-- Begin --
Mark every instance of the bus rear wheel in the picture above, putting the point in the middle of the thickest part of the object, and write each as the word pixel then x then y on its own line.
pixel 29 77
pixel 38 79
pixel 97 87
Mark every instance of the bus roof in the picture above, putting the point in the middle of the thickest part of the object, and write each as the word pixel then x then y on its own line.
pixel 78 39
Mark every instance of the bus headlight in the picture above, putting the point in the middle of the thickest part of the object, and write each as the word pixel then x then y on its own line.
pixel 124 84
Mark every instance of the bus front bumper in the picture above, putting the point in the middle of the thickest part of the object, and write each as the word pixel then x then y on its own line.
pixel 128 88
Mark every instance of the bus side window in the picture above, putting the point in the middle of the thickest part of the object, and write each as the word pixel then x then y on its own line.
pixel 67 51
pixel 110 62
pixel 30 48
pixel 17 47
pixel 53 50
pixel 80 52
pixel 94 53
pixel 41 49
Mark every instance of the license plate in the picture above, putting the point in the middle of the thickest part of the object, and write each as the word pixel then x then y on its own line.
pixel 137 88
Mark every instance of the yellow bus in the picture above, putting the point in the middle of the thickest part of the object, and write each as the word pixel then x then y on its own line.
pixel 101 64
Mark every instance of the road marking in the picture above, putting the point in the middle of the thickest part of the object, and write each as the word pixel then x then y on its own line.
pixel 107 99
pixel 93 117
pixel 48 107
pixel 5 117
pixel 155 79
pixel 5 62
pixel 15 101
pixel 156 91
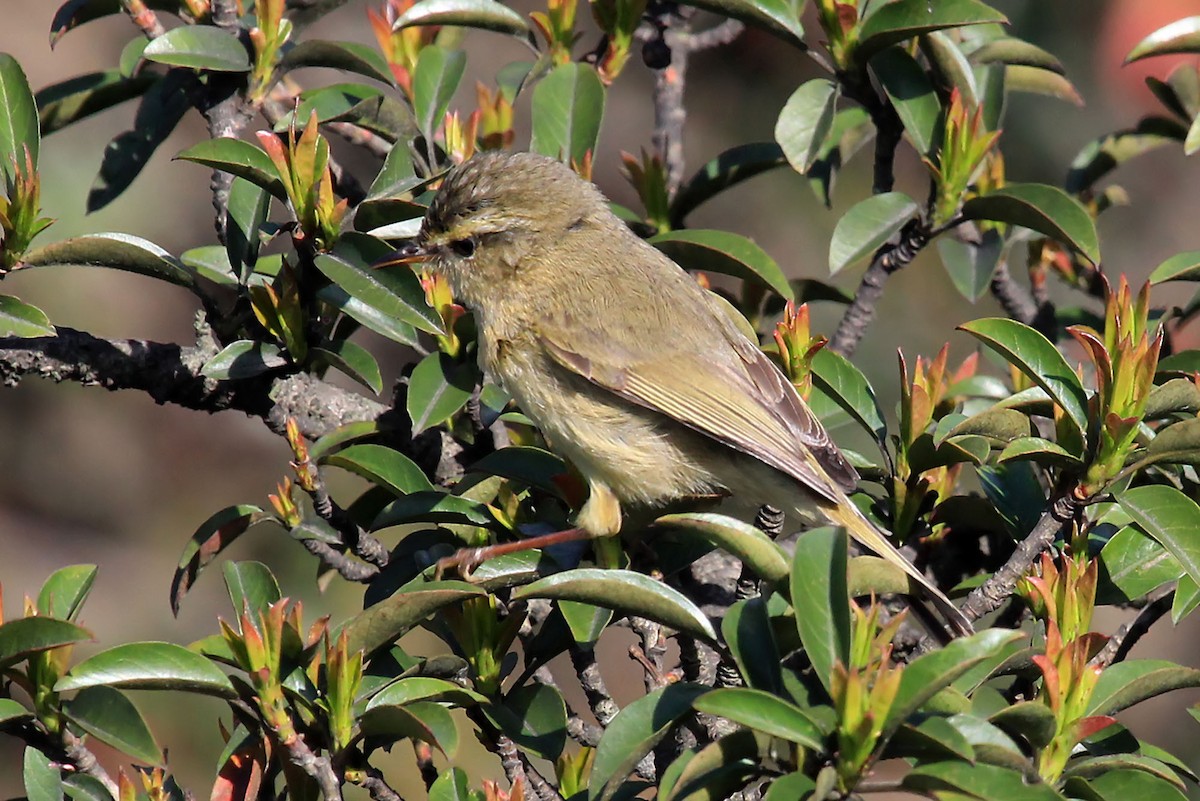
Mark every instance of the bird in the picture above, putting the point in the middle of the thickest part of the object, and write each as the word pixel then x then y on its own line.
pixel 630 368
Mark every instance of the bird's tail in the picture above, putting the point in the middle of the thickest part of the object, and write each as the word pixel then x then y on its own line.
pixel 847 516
-- End --
-- Begin --
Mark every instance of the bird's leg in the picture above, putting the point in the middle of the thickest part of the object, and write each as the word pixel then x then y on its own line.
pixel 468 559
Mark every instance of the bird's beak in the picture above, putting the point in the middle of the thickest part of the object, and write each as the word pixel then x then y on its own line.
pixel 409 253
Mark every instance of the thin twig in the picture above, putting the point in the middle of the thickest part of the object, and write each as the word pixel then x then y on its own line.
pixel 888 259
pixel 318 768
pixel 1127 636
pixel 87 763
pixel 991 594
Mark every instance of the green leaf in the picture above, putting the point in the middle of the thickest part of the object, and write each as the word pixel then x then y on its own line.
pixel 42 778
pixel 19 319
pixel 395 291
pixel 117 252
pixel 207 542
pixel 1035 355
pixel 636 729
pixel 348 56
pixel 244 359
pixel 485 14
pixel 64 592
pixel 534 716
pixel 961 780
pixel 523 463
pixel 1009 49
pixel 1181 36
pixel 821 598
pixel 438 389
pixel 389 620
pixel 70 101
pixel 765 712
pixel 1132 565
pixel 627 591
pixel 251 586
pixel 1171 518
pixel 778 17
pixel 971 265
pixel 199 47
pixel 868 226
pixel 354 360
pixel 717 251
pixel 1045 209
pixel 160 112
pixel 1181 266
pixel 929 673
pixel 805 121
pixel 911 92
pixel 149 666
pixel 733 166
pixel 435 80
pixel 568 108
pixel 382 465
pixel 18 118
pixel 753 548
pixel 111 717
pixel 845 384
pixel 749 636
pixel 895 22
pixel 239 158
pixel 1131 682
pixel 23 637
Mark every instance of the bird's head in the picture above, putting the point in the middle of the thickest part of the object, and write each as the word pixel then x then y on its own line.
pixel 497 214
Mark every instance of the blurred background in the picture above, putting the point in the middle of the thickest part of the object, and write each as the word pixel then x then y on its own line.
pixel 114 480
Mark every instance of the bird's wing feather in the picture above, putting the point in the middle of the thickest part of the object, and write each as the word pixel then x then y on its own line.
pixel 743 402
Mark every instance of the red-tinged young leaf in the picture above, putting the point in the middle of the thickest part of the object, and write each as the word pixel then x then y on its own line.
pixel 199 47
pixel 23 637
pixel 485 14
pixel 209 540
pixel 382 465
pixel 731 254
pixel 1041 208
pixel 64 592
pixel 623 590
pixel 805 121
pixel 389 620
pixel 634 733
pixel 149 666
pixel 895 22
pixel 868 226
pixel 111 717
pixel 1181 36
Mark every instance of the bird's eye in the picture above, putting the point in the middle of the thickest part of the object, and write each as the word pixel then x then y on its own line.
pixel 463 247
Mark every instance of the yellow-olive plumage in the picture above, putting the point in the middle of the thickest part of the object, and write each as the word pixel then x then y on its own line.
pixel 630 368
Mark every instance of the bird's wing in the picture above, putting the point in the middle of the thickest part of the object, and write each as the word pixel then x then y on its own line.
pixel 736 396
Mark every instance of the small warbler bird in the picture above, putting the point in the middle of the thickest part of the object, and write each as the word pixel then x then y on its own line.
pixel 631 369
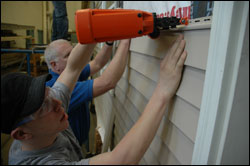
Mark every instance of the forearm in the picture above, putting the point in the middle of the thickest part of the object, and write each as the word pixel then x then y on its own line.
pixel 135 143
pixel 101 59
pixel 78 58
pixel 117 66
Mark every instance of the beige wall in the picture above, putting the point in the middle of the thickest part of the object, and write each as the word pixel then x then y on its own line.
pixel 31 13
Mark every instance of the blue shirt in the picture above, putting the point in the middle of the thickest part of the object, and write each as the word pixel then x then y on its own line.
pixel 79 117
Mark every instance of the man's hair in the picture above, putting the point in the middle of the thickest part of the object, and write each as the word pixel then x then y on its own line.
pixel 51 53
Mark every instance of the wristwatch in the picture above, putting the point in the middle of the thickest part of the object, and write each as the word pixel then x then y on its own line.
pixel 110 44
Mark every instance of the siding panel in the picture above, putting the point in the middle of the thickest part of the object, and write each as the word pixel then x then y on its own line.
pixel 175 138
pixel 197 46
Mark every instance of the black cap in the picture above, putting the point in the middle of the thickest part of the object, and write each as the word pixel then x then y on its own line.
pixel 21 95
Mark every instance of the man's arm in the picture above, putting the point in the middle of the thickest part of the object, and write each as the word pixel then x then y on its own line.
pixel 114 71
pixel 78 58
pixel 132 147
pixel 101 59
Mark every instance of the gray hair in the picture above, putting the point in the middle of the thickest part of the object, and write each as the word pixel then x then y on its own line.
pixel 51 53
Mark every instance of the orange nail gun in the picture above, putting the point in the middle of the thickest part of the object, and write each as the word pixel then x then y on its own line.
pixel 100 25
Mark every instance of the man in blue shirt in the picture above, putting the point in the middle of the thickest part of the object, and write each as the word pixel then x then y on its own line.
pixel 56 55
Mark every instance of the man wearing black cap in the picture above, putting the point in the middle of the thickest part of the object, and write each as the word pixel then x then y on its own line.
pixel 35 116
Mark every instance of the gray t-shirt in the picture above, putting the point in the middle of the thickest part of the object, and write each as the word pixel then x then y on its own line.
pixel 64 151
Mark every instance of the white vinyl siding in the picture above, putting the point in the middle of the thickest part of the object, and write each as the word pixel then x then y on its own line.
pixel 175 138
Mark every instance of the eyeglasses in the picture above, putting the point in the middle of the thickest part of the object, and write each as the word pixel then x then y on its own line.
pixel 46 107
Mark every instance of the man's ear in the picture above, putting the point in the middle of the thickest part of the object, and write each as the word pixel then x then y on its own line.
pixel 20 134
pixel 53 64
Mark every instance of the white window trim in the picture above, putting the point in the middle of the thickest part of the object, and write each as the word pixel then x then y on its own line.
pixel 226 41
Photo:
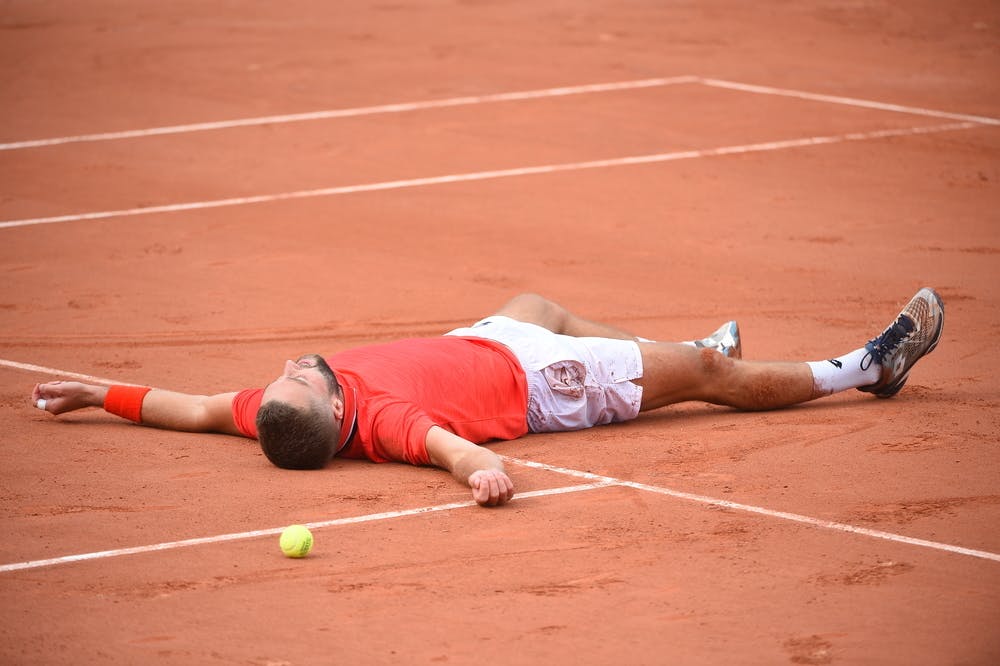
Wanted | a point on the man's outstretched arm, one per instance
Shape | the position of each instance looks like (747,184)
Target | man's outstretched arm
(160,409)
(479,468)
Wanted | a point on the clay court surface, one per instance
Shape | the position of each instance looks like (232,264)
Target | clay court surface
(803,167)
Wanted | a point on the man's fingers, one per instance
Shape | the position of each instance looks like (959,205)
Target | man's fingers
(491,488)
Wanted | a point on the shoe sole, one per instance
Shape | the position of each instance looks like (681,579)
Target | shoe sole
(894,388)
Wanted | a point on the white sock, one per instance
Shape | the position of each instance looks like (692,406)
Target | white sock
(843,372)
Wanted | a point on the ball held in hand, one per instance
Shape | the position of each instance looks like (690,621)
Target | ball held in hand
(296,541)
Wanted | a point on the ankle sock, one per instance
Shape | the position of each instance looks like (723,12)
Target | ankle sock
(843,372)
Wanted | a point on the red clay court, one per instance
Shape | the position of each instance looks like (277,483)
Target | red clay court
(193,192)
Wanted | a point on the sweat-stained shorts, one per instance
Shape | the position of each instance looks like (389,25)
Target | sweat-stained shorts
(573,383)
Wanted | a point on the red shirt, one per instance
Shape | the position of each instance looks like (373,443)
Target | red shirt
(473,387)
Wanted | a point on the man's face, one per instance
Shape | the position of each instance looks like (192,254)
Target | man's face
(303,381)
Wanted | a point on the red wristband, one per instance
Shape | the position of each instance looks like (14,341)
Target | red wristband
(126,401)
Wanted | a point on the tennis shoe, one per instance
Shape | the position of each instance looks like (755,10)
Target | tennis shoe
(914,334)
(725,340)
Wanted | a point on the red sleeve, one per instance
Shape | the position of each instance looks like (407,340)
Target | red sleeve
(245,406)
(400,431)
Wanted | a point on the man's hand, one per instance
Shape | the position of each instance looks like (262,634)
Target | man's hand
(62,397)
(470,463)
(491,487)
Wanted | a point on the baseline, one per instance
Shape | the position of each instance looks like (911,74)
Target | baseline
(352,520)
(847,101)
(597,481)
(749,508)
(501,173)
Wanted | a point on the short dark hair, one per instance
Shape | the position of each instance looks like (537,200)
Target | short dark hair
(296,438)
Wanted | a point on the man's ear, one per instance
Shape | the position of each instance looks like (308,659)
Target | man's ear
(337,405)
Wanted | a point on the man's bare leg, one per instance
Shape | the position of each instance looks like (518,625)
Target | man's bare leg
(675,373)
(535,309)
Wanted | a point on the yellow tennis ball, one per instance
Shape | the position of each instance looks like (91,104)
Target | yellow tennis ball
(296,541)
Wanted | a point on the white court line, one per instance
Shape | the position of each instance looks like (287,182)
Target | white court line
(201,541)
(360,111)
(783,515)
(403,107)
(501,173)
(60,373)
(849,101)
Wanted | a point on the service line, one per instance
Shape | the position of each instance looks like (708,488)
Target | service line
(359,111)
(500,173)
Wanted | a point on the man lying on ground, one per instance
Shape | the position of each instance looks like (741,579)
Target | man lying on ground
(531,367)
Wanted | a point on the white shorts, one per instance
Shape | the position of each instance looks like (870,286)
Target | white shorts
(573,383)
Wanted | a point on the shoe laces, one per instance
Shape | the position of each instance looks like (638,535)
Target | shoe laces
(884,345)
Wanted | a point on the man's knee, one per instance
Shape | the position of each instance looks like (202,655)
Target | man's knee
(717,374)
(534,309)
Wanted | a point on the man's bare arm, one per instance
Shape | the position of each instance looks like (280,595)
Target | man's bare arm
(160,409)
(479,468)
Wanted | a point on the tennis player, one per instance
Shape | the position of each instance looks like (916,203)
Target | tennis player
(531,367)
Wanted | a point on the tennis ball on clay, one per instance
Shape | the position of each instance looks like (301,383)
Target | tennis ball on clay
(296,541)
-- End --
Find every line in the items above that contains the word "dark", and copy each of those lines in full.

Wanted | a point on the short dark hair, one per instance
Target | short dark hair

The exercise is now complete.